### Teks Bacaan ###

Koran Sulindo – Aturan Komisi Pemilihan Umum (KPU) yang melarang eks narapidana korupsi menjadi calon legislatif terus menuai beragam pendapat. Dari Kementerian Hukum dan HAM, misalnya, berpendapat, KPU dinilai tidak berwenang menerbitkan peraturan berkaitan dengan hal ihwal.

Kepala Biro Humas, Hukum dan Kerja Sama Kementerian Hukum dan HAM Ajub Suratman menuturkan, kendati KPU merupakan lembaga independen tapi kapasitasnya terbatas pembuatan aturan teknis. Dengan demikian, pembuatan peraturan melarang eks napi korupsi untuk maju sebagai caleg bukan kewenangan KPU.

“KPU tidak membuat norma hukum melainkan aturan teknis pelaksaan pemilu,” kata Ajub dalam keterangan tertulisnya seperti dikutip Kompas.com pada Sabtu (23/6). Sementara, larangan kepada eks napi korupsi sebagai caleg sudah masuk dalam perdebatan norma hukum, berkaitan dengan hak asasi manusia sehingga merupakan materi muatan undang undang. Bukan materi muatan peraturan badan atau peraturan lembaga termasuk peraturan KPU.

###

Dalam teks bacaan tentang larangan eks narapidana korupsi menjadi caleg, jabatan apa yang dipegang Ajub Suratman? Data di bawah ini merupakan bahan tersendiri yang terpisah dari teks bacaan.

### Data yang Diberikan ###

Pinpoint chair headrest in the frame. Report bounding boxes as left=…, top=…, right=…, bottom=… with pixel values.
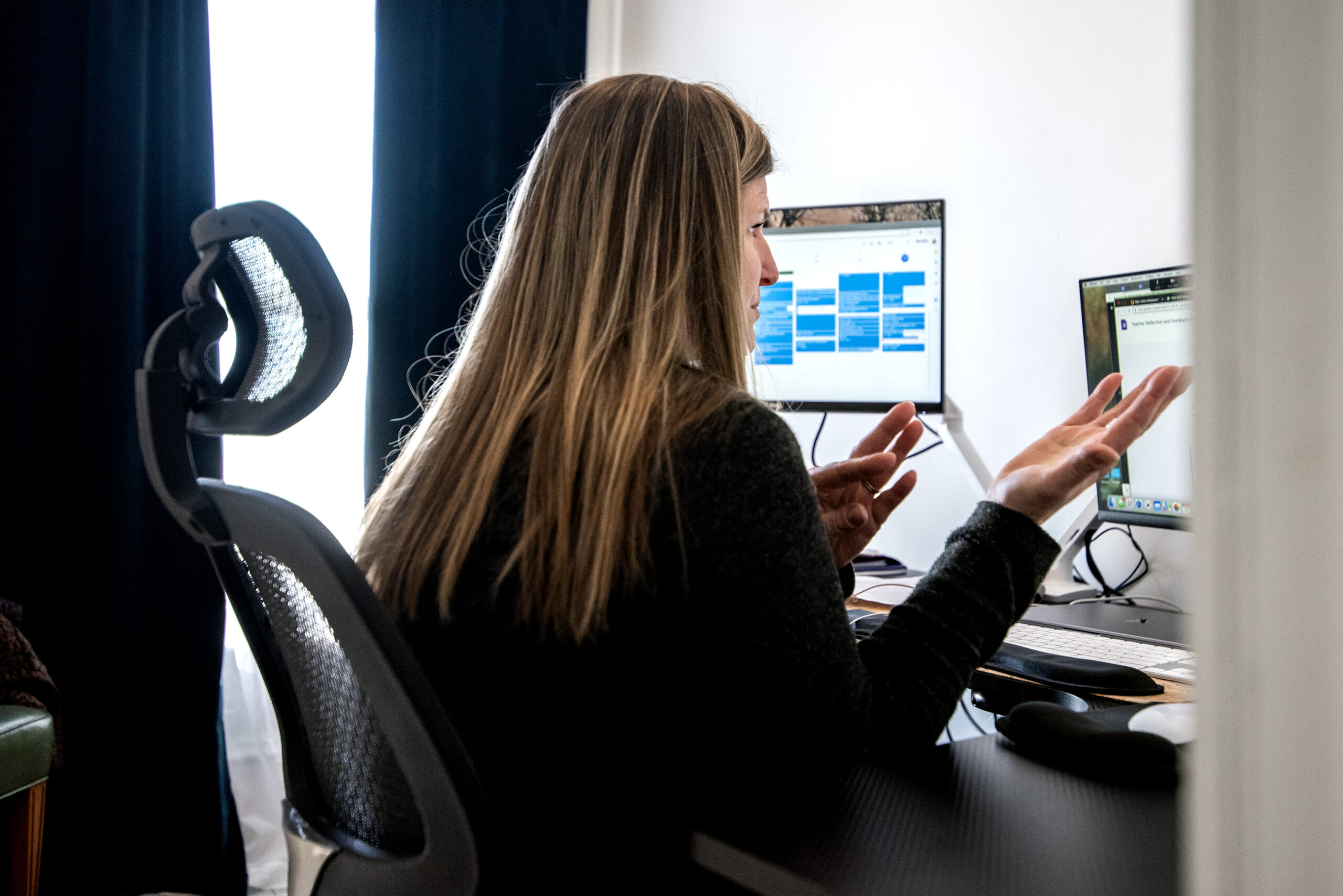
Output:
left=176, top=201, right=353, bottom=435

###

## Jawaban Soal
Kepala Biro Humas, Hukum dan Kerja Sama Kementerian Hukum dan HAM.